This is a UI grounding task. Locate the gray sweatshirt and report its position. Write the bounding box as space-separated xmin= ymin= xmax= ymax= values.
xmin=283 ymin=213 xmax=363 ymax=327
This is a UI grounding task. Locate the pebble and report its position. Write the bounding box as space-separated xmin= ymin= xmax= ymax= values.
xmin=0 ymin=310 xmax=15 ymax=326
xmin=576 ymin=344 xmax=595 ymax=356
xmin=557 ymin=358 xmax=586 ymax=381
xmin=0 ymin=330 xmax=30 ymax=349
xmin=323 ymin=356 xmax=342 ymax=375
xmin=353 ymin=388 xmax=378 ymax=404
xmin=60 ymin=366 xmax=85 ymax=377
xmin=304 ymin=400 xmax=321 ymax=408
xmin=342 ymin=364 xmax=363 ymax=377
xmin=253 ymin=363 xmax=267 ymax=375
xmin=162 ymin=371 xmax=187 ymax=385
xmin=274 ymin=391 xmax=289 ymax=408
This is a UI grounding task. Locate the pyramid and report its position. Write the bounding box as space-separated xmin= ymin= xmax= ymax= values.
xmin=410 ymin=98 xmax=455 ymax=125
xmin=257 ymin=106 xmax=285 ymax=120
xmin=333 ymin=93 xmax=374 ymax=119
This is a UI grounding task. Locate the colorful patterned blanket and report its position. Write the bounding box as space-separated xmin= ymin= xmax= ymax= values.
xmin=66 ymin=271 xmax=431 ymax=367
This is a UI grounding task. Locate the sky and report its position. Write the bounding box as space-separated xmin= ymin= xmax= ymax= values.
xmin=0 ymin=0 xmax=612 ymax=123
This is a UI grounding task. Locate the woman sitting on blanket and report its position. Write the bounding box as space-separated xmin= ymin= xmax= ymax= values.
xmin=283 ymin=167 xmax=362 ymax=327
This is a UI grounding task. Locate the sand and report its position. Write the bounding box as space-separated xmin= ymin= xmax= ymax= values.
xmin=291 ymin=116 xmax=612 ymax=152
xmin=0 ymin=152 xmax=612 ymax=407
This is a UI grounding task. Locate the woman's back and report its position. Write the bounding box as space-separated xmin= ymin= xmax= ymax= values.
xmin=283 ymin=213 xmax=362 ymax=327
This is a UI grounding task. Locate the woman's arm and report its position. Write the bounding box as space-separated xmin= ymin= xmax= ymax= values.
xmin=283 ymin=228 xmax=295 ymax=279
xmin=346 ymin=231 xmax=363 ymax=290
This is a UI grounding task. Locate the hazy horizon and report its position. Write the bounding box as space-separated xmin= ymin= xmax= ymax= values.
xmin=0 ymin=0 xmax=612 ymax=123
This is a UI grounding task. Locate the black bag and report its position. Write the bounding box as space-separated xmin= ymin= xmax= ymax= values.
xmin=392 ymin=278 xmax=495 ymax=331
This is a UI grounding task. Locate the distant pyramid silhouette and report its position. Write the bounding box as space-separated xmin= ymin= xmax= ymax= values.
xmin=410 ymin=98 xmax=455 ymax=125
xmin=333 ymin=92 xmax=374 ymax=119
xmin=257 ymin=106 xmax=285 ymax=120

◇ ◇ ◇ ◇ ◇

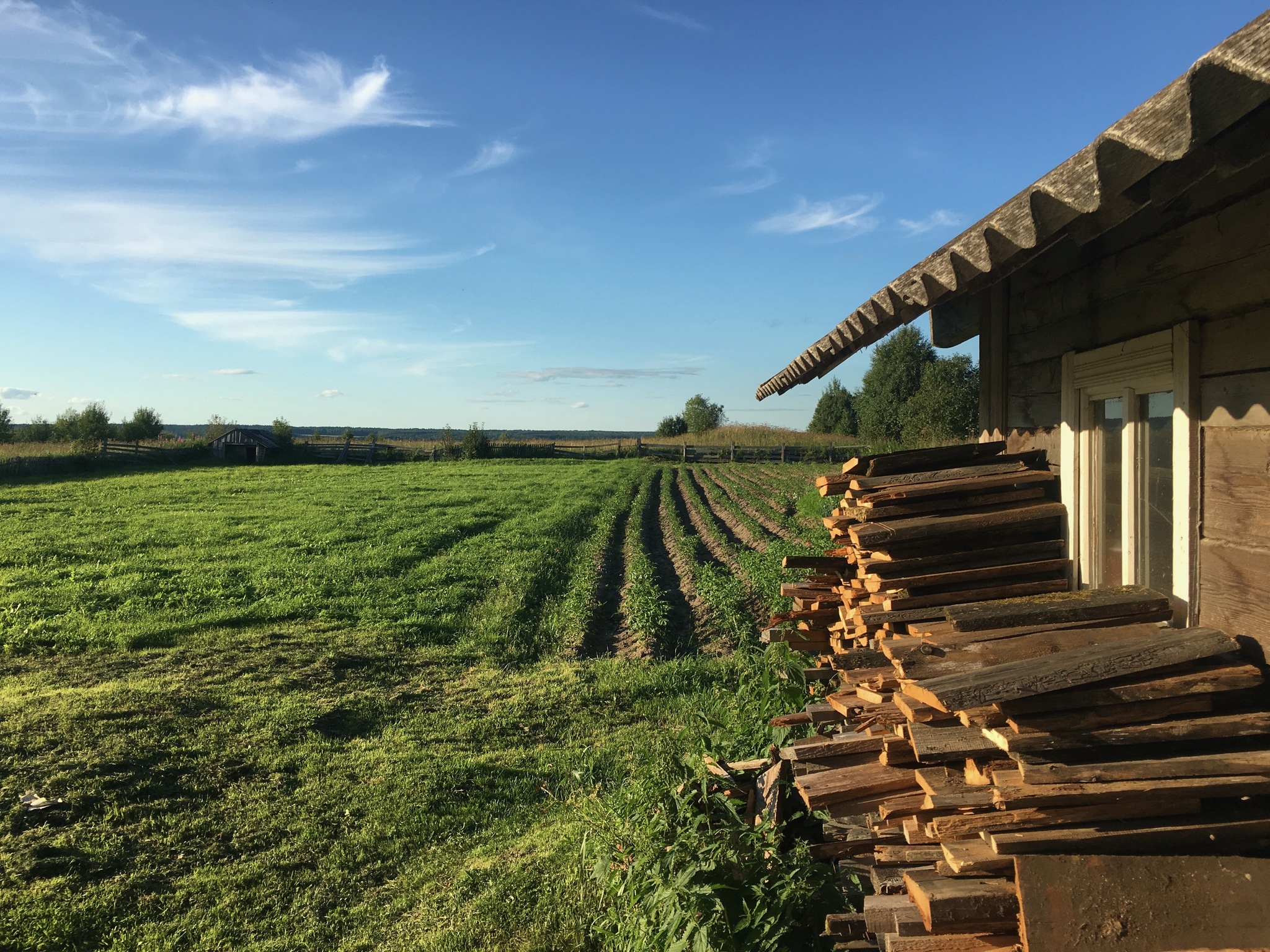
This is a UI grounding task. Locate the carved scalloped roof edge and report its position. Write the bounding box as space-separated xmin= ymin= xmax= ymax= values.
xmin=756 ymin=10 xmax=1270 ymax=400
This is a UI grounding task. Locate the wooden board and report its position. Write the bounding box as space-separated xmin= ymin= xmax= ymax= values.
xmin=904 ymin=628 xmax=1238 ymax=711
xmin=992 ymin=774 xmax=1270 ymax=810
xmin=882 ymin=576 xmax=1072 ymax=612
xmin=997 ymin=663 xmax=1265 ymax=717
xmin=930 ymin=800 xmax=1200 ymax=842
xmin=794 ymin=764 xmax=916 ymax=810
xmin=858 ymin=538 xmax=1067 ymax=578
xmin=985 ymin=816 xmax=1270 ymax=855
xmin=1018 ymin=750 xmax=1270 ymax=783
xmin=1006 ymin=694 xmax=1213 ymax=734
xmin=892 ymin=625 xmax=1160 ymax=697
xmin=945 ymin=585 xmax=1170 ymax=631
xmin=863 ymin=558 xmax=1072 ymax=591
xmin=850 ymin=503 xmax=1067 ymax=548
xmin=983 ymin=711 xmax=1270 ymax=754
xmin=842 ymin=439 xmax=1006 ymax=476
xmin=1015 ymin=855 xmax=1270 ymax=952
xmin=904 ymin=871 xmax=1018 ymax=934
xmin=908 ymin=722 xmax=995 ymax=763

◇ ◇ ◇ ◇ ◇

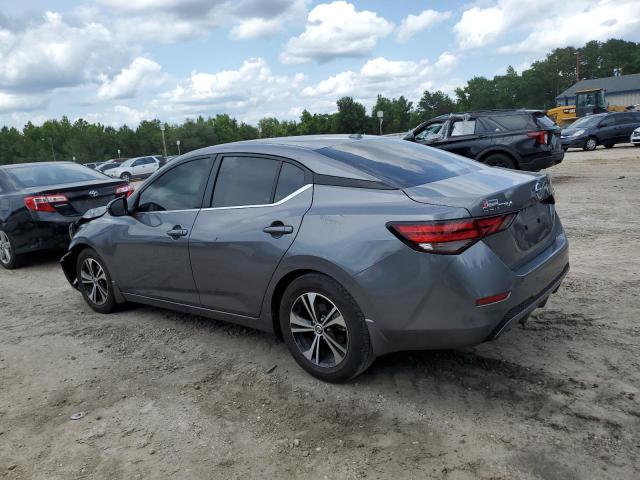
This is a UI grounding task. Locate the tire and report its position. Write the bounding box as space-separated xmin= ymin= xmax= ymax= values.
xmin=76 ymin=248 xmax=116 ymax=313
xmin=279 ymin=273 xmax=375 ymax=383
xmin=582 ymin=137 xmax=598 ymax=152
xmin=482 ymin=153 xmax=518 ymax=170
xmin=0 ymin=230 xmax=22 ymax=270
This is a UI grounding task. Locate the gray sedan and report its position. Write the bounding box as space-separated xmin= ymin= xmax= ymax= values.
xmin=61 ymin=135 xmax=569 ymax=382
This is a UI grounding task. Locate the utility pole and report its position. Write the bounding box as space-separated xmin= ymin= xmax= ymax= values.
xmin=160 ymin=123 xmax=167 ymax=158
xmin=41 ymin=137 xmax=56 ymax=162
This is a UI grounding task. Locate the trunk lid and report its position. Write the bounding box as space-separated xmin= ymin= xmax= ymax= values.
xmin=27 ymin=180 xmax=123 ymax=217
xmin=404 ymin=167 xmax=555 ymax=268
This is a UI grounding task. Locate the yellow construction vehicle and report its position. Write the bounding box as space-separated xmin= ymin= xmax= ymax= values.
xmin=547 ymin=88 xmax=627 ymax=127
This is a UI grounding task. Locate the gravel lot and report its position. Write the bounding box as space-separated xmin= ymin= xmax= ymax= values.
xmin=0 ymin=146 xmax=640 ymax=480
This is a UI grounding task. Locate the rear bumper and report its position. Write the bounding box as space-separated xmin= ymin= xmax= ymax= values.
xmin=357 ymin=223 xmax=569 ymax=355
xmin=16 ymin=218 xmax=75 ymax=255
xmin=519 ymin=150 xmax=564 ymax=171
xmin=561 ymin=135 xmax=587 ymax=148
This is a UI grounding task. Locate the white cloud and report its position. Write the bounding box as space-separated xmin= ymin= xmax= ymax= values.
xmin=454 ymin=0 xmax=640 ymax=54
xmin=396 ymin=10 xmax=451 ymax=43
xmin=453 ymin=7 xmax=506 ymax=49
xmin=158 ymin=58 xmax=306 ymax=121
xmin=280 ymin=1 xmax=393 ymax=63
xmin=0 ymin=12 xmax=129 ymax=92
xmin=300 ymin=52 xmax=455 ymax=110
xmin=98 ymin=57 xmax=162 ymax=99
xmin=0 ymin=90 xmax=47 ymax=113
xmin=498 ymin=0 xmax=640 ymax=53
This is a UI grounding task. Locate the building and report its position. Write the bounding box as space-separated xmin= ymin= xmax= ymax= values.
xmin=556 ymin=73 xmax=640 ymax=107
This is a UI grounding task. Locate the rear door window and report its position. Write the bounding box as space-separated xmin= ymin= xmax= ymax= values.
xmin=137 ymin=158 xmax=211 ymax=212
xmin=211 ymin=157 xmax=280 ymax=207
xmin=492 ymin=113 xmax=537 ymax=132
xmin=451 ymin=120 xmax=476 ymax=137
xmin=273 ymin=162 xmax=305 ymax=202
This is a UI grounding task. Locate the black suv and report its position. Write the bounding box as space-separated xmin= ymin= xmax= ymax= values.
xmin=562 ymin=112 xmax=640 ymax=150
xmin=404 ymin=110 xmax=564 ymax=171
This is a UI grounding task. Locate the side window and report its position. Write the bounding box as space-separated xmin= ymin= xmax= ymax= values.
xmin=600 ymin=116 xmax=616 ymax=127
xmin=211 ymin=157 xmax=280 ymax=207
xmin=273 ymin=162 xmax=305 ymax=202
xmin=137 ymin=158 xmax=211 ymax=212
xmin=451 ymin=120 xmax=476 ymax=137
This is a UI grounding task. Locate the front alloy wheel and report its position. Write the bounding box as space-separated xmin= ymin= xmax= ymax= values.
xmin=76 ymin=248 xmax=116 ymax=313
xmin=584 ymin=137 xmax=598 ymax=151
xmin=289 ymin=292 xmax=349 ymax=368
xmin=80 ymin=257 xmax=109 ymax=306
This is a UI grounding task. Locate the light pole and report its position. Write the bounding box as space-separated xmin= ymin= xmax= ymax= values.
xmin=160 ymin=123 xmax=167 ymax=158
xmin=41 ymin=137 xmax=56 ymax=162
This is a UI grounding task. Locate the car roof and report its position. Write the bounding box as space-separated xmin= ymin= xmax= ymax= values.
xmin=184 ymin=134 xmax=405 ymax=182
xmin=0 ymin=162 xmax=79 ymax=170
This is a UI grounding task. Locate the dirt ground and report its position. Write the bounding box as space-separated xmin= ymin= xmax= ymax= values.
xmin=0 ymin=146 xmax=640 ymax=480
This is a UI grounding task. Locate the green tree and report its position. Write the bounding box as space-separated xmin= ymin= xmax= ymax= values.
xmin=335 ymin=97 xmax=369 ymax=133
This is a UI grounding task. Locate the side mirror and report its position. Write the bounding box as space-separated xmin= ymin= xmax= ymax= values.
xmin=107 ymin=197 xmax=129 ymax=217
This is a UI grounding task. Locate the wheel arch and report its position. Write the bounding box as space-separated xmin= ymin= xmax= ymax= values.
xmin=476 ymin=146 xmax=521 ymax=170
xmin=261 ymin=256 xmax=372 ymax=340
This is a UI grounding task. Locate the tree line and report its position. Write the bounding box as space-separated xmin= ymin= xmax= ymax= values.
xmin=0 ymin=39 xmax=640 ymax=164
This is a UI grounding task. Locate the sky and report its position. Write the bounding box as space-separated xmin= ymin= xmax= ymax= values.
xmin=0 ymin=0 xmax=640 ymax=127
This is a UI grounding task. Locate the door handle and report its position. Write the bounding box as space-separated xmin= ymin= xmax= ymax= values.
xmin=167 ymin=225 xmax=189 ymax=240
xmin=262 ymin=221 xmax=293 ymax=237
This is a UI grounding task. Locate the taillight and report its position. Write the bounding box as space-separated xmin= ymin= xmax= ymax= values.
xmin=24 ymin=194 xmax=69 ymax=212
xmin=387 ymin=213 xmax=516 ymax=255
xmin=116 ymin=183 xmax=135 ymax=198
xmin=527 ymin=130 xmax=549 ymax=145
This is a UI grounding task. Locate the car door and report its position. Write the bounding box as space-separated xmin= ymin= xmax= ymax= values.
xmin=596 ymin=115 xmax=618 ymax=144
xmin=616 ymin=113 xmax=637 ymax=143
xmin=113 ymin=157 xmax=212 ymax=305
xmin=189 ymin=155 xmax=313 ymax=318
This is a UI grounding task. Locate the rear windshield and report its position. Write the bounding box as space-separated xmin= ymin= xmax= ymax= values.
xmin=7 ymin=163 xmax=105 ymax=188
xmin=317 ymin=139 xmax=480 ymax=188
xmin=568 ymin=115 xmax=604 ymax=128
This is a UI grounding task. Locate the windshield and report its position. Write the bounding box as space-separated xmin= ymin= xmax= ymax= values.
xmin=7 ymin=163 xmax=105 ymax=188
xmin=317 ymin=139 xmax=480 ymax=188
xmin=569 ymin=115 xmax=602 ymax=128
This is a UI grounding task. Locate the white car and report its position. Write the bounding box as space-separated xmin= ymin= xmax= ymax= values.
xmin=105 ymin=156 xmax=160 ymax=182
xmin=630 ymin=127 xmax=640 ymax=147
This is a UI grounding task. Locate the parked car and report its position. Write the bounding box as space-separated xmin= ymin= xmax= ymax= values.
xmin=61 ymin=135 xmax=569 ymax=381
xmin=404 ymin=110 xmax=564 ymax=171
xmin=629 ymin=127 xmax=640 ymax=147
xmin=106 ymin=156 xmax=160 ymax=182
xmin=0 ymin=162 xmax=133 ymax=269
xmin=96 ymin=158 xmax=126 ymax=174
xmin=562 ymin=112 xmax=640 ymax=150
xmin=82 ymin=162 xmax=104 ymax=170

◇ ◇ ◇ ◇ ◇

:: Your objective ::
Reproduce the material from the line containing "This is a UI grounding task. Locate the pebble" through the line containing "xmin=274 ymin=391 xmax=289 ymax=408", both included, replacing "pebble" with "stone" and leaving everything else unchanged.

:: Task response ::
This is a UI grounding task. Locate the stone and report its position. Write the bounding box as space-separated xmin= ymin= xmax= ymax= values.
xmin=0 ymin=310 xmax=15 ymax=326
xmin=576 ymin=344 xmax=595 ymax=356
xmin=557 ymin=358 xmax=586 ymax=381
xmin=0 ymin=330 xmax=30 ymax=349
xmin=323 ymin=356 xmax=342 ymax=375
xmin=353 ymin=388 xmax=378 ymax=404
xmin=60 ymin=366 xmax=85 ymax=377
xmin=304 ymin=400 xmax=321 ymax=408
xmin=342 ymin=364 xmax=363 ymax=377
xmin=253 ymin=363 xmax=267 ymax=375
xmin=162 ymin=371 xmax=187 ymax=385
xmin=274 ymin=391 xmax=289 ymax=408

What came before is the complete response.